### WHAT IS NEEDED
Edit the profile of judicial candidate Connie M. Melendez between "After passing the" and "against malpractice suits.", inclusive. Write that span out again with "malpractice suits" replaced by "negligence claims".

### EXERCISE PASSAGE
-- Opening Marker --

Meet Attorney Connie M. Melendez one of 11 candidates running for the five countywide open judge seats on the Kings County Civil Court bench.
Melendez has been a principal law clerk to Judge Marsha Steinhardt of the New York State Supreme Court for over eight years and touts her courtroom experience as one of the noteworthy advantages over her contenders. A law clerk’s responsibility is to research case-law and provide legal determinations in writing.
“My work with her for over the past eight and a half years has honed in the skills of thinking like a judge has to think,” said Melendez, adding that working as a clerk is just one of the qualities needed to preside over a courtroom.
We were having quiche lorraine at Maison Kayser, 57 Court Street, in Brooklyn’s judicial district with both the state and federal courthouses nearby in Cadman Plaza. The candidate continued how her life experience as well as that of being a litigator and social worker make her a well-rounded and exceptional candidate to become a judge.
“My mother was a school teacher in Cuba,” said Melendez, recalling how she migrated to the United States with her parents and younger sister. “She noticed children were being sent to summer camps. Normally that would have been a good thing, right? — It was indoctrination camp.”
At 2-years-old, Melendez and her family migrated to Florida to flee the Castro regime. The family then moved to Hudson County, New Jersey where Melendez would later attend and graduate magna cum laude from Rutgers University. Melendez reflected on Rutgers being a distant second to her first choice –– Princeton University.
“My dream was to go to Princeton and my father said to me, ‘Connie forget about it, because we don’t have the money for Princeton,’” said Melendez. Those burning words are part of what steered her desire to venture into the field of social work after receiving her undergraduate degree.
After realizing her ability to help people was limited as a social worker, the candidate then boldly enrolled into Brooklyn Law School while still working as a social worker for most of her law school career.
“As a social worker I would have to talk to the judges and being able to advocate for the kids I realized I have a voice,” said Melendez. “I wanted to do that job as a lawyer.”
After passing the bar, Melendez went in a completely different direction as a litigator who defended New York City hospitals and their doctors against malpractice suits.

-- Closing Marker --

### DATA EXCERPT
-- Opening Marker --

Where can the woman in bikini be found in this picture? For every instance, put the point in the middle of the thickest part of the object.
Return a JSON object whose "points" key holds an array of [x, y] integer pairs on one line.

-- Closing Marker --

### ANSWER BELOW
After passing the bar, Melendez went in a completely different direction as a litigator who defended New York City hospitals and their doctors against negligence claims.